YOUR INSTRUCTIONS: The full set of records is to be reproduced verbatim.

===

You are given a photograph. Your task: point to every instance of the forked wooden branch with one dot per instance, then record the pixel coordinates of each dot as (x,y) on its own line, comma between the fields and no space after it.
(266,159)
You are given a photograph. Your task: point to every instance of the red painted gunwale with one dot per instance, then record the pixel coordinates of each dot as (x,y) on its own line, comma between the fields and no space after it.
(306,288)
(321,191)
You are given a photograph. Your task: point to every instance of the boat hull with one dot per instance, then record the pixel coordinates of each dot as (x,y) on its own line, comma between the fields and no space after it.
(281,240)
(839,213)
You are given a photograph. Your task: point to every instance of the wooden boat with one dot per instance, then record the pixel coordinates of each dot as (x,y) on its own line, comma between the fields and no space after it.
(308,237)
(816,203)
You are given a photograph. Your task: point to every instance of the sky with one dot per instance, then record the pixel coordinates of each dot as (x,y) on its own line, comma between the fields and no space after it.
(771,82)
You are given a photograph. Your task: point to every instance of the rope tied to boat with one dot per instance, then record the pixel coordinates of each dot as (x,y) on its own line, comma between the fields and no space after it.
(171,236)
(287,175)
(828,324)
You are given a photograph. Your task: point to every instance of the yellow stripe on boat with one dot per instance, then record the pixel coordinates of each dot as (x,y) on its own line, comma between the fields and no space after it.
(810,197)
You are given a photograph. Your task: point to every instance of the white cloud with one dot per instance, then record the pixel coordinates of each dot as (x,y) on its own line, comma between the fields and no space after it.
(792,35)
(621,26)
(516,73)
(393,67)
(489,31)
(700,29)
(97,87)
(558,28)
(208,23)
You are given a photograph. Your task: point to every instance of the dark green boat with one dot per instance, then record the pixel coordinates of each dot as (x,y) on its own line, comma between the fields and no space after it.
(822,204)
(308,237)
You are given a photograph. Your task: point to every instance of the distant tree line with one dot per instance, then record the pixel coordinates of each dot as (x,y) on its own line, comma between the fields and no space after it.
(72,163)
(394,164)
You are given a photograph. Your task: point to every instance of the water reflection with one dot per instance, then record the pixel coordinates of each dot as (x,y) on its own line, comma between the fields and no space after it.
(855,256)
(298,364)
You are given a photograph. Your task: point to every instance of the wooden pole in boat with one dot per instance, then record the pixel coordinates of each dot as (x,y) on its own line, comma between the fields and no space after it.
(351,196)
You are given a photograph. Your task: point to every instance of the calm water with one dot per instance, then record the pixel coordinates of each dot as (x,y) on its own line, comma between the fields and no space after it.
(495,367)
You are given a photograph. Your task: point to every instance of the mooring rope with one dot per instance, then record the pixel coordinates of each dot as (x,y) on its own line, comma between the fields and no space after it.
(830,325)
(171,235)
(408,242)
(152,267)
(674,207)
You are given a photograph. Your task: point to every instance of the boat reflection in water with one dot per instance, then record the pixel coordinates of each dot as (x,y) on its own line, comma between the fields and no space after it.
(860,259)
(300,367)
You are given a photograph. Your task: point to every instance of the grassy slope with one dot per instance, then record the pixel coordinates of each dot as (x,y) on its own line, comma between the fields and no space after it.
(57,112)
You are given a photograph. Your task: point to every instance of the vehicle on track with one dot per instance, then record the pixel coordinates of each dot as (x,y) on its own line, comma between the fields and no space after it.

===

WRITTEN REPLY:
You are given a photograph. Your task: point to every instance of the forked wooden branch with one dot per instance, then record the pixel coordinates of each dot as (x,y) on its own line, comma between the fields and no space after it.
(266,159)
You are given a photograph. Your task: point to every instance of the red painted gunwale with one dot per instance, then record the pixel coordinates of each dot as (x,y) on its own line, comma between the fields and no space after it.
(306,288)
(321,191)
You are given a photograph. Your task: point to every instance of the boat hull with one dot per instance, then record the pixel coordinates of each dot as (x,y) on its own line, comma between the fields and no space after it.
(281,240)
(839,213)
You are given a photograph. Your task: point to every instance of the wooden boat with one dot per instance, then record the pixel coordinates of each dot as (x,y) on its own line, comma between the fields and no space after it.
(308,237)
(816,203)
You are given a photograph. Your task: point to every instance of the sky with one dot per instance, then record the pixel coordinates of each dot as (x,y) on its own line, comma between the fields and no space after it.
(771,82)
You are given a photograph. Your task: point to every instance of the rope tied to boat with one dot per instance, then record the pixel coordinates of each dot as (x,y) on its own line, comma between the fields and no space after it.
(171,236)
(287,175)
(828,324)
You are given a photograph. Your task: point to every instance of the yellow stripe on boat with one dot per instance, then record the pixel coordinates of each dot as (x,y) on its own line, comma between the fields and no space after it.
(810,197)
You are given a photograph. Your task: point to every instance of the white cloud with one dot per instance, then record the pixel coordinates of each dot as (x,y) on its own line, comma between the fields and no space after it.
(792,35)
(621,26)
(516,73)
(393,67)
(489,31)
(700,29)
(97,87)
(558,28)
(208,23)
You are given a photograph. Your task: point to every instance of the dark green boat with one dot per instance, then record the pixel coordinates of each dot as (x,y) on its own line, comma between the fields and no space after it.
(822,204)
(308,237)
You are given a photograph. Your task: point to every instance of the distant tree line with one dot per instance, then record the pixel coordinates of each dot as (x,y) on its own line, comma between the fields and no space after it.
(72,163)
(394,164)
You are given a photograph. Your task: point to every instance of the water reflection with one dot per instance, then record the pixel coordinates of each dot as (x,y) on its own line, comma between the fields and no space after it.
(855,256)
(298,364)
You are given a photograph. Your task: point to every instance of the wooden pole in boat with one dot per instance, then record the pixel coordinates of each dot as (x,y) on its own line, comma between the fields and no space after it.
(351,196)
You are given a photograph. Your task: point to every instance of the calm water with one dot per instance, then record the pixel coordinates of each dot as (x,y) on its own line, comma between the fields and no space after it.
(495,367)
You are given a photograph. Your task: point to every instance of the mooring rope with one dot per instance, then record the pixel coordinates of each dot as (x,y) on its own line, comma between the fields and no space after it.
(830,325)
(171,235)
(408,242)
(152,267)
(674,207)
You are given a photograph. Your task: point to every instance of the boat reflection in water with one dot per instance, then record the pixel coordinates of each dot as (x,y) on its own line, comma between the fields and no space after it.
(860,259)
(300,367)
You are given a photograph. Your task: point to every instance of the grassy slope with one dot per instance, then record the pixel coordinates of each dot as (x,y) on its own line, comma between the fields and no space after it.
(57,112)
You are given a photograph. Your task: point to every instance of the vehicle on track with one dot per instance, then record the pixel coordinates of each dot as (x,y) on its own line, comma between the fields and no space after it.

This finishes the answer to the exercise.